Excerpted data
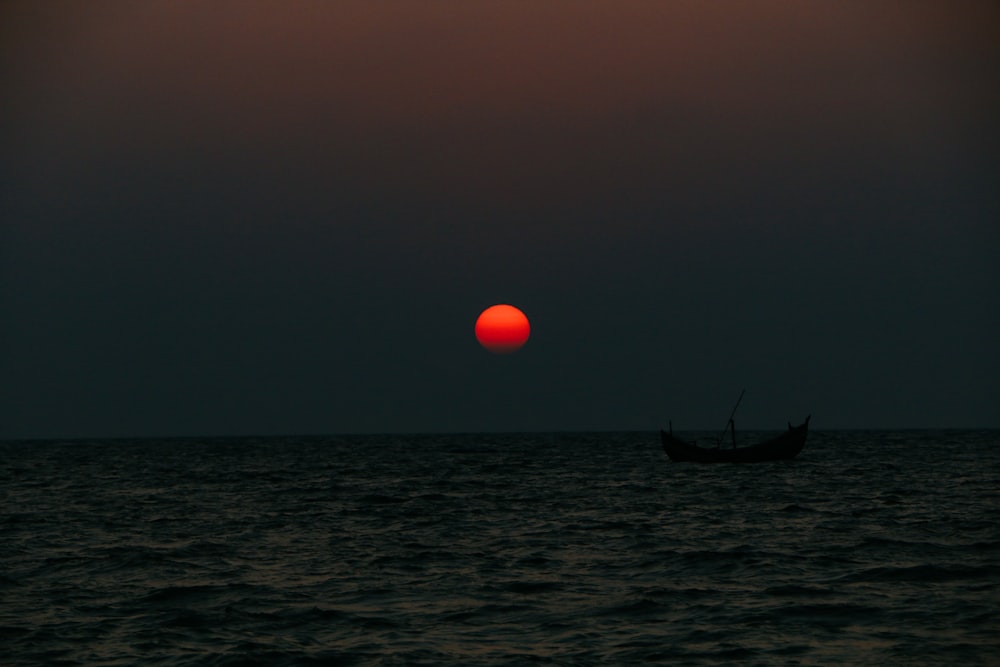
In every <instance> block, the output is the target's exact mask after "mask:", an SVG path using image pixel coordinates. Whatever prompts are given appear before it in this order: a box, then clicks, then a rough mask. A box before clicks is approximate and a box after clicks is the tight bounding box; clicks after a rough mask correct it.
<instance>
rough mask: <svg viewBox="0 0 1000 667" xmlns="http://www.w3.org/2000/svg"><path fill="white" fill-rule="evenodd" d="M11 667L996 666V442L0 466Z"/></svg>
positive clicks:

...

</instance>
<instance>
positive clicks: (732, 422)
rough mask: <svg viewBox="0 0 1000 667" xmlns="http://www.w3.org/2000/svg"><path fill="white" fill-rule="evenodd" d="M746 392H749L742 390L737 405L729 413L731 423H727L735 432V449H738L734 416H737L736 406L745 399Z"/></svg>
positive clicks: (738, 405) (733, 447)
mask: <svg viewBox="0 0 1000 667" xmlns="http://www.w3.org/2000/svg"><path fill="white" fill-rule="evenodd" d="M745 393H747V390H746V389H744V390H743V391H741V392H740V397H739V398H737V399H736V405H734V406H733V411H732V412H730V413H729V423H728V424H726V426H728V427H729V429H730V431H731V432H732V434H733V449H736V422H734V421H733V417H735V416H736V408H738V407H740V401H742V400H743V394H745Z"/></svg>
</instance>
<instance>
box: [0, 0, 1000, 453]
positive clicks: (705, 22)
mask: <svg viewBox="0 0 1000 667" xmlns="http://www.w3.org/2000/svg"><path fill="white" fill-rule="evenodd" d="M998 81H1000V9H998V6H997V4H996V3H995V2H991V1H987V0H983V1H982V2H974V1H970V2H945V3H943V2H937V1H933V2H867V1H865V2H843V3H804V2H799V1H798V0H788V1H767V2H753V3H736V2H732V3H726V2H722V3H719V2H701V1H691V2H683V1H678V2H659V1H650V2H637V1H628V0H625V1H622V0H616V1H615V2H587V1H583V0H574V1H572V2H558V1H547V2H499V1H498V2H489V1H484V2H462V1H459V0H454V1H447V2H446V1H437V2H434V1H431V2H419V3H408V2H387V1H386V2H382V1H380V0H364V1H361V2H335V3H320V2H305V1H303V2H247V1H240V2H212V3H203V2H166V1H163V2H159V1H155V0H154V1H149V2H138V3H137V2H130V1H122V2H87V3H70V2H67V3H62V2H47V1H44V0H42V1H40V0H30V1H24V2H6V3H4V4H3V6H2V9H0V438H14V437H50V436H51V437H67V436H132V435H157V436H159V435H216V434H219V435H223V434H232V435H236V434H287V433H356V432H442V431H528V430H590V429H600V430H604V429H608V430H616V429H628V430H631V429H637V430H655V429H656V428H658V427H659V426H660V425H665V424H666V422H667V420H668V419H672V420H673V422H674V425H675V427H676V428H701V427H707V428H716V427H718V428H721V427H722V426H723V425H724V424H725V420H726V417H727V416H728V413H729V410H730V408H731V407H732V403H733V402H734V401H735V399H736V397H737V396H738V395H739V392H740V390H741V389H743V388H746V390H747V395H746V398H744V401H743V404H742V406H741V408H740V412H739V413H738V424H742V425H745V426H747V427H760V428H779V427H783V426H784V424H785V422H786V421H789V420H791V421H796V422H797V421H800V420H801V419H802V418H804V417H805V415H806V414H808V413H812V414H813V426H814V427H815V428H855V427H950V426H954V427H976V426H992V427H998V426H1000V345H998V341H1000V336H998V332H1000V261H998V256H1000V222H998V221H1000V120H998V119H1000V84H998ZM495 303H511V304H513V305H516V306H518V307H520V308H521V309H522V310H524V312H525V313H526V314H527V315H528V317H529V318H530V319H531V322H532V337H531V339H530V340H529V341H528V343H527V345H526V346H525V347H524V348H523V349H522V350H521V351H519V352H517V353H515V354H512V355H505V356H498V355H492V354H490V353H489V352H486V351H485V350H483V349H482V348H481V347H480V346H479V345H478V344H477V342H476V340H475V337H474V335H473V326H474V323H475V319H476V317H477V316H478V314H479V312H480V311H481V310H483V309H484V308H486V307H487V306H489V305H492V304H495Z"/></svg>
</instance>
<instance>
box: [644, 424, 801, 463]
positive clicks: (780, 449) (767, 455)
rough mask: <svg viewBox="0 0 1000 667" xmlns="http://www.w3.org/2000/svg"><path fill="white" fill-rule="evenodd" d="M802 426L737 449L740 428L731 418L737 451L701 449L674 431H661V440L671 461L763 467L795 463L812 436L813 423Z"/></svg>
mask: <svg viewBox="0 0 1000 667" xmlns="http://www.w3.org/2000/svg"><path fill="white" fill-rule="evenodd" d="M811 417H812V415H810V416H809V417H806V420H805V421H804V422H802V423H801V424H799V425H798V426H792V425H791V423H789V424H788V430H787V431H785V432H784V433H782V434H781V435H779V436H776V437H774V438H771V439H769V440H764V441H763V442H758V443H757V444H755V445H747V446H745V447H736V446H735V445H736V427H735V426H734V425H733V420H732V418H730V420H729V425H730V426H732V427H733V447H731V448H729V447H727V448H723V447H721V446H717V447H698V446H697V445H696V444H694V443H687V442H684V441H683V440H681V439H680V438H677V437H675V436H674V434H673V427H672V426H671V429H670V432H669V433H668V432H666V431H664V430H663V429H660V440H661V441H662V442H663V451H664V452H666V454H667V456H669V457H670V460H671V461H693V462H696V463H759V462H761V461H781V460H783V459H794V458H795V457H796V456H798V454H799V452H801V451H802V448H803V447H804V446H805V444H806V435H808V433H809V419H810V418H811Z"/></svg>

What the task requires
Pull out each line of the records that contains the string "positive", treating uppercase and lowercase as different.

Result of the task
positive clicks:
positive clicks: (732, 422)
positive clicks: (738, 405) (733, 447)
positive clicks: (705, 22)
positive clicks: (780, 449) (767, 455)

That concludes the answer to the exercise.